Data lines:
########
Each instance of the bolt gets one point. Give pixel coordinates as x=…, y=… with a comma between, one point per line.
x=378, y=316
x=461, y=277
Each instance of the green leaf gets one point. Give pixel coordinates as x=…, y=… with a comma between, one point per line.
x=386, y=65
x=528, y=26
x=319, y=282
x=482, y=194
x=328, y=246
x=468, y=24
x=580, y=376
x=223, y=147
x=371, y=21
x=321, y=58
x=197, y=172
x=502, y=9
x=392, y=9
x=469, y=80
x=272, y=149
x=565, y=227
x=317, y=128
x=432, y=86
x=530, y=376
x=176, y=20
########
Write out all of the lines above word for word, leaving nothing out.

Full answer:
Each instance of the bolt gets one point. Give pixel coordinates as x=…, y=… with a comma between, one point per line.
x=378, y=316
x=461, y=277
Each instance of the green leaf gets one point. Give pixel coordinates as x=…, y=… with a comma between, one point per line.
x=386, y=65
x=528, y=26
x=319, y=282
x=482, y=194
x=328, y=246
x=468, y=24
x=580, y=376
x=223, y=147
x=371, y=21
x=321, y=58
x=197, y=172
x=502, y=9
x=392, y=9
x=469, y=80
x=272, y=149
x=565, y=227
x=317, y=128
x=432, y=86
x=530, y=376
x=176, y=20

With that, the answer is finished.